• EXERCISE INSTRUCTIONS:
Rewrite the data from its first line through the line containing "[(254, 67)]", replacing "flow-rate study" with "calibration study" throughout and leaving everything else unchanged. Give only those lines.

• DATA TO USE:
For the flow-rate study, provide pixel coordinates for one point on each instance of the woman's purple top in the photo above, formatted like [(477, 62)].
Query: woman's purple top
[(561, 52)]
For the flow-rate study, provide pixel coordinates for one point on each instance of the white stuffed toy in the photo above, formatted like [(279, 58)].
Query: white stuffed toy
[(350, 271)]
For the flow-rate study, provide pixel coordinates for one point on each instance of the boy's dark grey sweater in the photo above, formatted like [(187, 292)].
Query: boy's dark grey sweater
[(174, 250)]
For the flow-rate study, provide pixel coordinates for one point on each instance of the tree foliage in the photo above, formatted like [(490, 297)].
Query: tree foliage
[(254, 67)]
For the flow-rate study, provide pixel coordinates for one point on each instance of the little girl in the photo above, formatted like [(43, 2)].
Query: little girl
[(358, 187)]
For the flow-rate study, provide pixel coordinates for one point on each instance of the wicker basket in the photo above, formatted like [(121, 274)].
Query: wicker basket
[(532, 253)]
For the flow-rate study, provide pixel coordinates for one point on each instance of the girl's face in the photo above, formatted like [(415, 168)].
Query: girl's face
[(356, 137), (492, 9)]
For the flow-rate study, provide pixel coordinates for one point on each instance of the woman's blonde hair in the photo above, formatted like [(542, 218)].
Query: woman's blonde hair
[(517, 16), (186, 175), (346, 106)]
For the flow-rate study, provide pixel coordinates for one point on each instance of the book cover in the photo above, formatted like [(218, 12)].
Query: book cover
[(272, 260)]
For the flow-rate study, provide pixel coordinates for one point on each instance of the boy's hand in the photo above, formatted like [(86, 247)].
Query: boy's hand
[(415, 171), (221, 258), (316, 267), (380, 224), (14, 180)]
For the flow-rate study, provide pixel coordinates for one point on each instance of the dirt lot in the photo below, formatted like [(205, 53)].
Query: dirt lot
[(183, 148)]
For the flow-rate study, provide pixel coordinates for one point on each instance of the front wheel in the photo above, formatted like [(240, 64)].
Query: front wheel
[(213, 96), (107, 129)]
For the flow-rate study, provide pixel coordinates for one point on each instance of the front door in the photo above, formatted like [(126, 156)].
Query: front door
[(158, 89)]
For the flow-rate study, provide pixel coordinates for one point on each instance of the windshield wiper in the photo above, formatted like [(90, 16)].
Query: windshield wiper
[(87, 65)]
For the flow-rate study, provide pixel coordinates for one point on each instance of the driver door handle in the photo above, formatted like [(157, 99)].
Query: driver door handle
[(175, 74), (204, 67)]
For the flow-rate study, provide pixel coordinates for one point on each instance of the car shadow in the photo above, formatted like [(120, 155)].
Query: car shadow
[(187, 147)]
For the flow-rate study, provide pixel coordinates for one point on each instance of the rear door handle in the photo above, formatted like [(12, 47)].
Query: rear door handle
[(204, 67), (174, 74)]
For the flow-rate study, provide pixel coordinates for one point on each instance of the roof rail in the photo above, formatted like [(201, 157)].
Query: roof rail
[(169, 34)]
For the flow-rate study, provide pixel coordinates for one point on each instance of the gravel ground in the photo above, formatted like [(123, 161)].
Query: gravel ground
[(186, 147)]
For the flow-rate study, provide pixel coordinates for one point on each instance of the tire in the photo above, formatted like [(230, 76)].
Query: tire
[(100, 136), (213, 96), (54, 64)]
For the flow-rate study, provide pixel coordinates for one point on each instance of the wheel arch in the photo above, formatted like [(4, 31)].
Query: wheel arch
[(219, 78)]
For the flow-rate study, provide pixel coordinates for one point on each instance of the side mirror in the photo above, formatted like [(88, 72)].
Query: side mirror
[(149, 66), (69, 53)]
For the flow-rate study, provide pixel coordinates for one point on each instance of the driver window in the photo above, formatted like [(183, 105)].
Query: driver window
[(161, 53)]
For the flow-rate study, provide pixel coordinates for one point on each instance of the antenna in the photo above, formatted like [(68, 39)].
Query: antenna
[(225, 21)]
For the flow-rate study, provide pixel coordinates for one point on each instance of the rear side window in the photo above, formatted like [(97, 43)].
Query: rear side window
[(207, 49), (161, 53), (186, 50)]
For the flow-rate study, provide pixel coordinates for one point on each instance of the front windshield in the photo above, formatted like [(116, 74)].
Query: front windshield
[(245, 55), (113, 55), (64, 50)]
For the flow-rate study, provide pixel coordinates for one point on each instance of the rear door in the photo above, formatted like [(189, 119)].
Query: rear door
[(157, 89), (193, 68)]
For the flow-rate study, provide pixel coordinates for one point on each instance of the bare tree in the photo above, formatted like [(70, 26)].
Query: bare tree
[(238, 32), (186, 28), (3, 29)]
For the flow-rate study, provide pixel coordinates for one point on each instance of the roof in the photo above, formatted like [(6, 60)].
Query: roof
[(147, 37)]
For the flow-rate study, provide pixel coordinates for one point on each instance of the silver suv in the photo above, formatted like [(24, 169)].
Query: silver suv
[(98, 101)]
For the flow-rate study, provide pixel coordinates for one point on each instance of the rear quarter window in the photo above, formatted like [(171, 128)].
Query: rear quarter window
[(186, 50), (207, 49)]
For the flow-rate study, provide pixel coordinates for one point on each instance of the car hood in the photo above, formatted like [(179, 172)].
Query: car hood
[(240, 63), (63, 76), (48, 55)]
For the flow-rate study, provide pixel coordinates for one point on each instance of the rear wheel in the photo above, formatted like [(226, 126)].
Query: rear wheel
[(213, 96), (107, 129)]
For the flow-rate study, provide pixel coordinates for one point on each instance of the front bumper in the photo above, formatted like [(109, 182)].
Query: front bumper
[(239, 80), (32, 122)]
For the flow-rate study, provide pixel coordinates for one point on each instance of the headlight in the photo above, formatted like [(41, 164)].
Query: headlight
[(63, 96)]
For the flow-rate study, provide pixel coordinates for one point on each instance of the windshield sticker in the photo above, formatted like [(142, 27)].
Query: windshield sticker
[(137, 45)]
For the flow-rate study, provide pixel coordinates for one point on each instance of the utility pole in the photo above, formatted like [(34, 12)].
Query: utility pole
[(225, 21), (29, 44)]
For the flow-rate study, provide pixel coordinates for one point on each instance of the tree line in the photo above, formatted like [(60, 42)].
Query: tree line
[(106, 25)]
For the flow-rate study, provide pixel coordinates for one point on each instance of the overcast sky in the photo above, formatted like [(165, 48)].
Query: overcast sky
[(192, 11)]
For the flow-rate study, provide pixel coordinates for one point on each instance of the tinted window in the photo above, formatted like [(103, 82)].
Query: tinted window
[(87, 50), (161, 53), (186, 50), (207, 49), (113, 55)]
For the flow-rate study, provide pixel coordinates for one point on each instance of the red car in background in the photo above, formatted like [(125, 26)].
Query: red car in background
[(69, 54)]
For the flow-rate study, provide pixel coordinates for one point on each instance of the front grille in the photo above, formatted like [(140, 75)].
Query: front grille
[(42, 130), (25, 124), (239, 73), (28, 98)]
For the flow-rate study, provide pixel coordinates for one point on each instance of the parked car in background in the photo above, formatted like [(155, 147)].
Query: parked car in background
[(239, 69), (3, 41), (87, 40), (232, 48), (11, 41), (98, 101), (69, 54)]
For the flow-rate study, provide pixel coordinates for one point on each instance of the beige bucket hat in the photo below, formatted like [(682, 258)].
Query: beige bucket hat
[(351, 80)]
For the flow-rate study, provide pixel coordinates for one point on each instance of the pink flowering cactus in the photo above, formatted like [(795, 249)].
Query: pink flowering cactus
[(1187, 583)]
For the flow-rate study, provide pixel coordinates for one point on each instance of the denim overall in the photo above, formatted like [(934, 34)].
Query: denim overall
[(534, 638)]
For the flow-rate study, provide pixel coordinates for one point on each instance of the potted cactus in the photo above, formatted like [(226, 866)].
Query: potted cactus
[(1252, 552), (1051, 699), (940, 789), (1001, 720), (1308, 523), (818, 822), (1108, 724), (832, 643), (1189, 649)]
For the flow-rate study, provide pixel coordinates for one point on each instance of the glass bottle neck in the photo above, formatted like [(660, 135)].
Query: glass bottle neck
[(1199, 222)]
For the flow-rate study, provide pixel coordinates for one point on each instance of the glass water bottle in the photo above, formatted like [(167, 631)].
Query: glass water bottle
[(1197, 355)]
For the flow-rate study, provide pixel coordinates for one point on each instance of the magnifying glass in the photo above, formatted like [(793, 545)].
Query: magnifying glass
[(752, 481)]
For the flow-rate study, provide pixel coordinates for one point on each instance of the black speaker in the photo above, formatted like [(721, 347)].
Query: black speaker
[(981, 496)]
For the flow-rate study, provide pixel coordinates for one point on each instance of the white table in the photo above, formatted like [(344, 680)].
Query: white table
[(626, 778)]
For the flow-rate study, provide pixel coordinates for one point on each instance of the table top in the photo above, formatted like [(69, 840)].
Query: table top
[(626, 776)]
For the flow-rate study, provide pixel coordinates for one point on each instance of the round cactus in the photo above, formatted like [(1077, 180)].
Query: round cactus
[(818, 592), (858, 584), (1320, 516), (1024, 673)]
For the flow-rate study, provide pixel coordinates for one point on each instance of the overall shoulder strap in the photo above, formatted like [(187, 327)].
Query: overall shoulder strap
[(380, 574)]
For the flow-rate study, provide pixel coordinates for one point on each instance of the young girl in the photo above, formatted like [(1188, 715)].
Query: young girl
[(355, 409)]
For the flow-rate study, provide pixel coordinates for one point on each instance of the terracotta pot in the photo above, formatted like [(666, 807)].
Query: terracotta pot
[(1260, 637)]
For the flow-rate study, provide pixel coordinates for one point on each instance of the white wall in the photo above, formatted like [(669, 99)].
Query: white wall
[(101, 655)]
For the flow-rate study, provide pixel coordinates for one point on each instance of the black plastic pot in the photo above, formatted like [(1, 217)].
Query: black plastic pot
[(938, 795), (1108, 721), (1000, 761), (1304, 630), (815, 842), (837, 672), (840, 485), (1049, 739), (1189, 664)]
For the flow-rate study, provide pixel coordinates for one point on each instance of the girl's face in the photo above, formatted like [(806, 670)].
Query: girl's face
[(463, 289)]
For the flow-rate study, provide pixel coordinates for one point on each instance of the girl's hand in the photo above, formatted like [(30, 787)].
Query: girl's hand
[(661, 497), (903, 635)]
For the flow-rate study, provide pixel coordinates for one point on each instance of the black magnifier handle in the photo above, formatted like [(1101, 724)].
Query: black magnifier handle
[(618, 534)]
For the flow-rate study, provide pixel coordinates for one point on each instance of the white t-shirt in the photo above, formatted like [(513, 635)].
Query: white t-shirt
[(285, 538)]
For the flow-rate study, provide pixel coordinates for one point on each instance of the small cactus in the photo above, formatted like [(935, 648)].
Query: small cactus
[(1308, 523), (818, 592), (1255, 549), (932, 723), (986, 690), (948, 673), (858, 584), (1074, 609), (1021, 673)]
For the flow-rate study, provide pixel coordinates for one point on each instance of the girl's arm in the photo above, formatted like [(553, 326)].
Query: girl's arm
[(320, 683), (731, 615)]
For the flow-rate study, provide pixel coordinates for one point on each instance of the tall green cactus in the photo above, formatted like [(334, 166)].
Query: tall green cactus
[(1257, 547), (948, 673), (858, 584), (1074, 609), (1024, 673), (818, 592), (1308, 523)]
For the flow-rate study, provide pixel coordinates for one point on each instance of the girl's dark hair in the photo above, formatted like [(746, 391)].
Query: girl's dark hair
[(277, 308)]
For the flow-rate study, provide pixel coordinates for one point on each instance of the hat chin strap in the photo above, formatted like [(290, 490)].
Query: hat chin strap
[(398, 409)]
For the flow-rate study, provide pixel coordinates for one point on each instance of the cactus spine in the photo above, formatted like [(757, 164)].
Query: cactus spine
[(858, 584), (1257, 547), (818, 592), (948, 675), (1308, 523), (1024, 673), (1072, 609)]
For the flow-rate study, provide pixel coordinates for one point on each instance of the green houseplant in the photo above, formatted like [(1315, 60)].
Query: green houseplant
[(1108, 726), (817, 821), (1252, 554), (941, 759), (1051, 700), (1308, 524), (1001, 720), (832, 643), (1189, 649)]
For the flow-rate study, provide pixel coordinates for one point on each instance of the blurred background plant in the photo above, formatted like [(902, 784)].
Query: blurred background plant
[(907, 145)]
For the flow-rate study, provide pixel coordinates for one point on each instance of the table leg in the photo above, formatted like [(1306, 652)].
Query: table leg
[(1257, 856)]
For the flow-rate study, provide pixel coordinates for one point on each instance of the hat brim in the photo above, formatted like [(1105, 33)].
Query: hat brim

• RESULT BELOW:
For the calibration study, provide pixel coordinates for one point on each instance of the woman's purple top in the photo above, formatted like [(477, 62)].
Query: woman's purple top
[(561, 52)]
For the calibration study, provide pixel coordinates for one point on each instance of the white stuffed toy in the photo above, formatted like [(279, 58)].
Query: white stuffed toy
[(350, 271)]
For the calibration study, provide pixel coordinates for one point on each instance of the boy's dark grey sweater in the photo above, formatted like [(187, 292)].
Query: boy's dark grey sweater
[(174, 250)]
For the calibration study, provide pixel coordinates for one point on each instance of the tree foliage in the photo above, formatted like [(490, 297)].
Query: tree foliage
[(254, 67)]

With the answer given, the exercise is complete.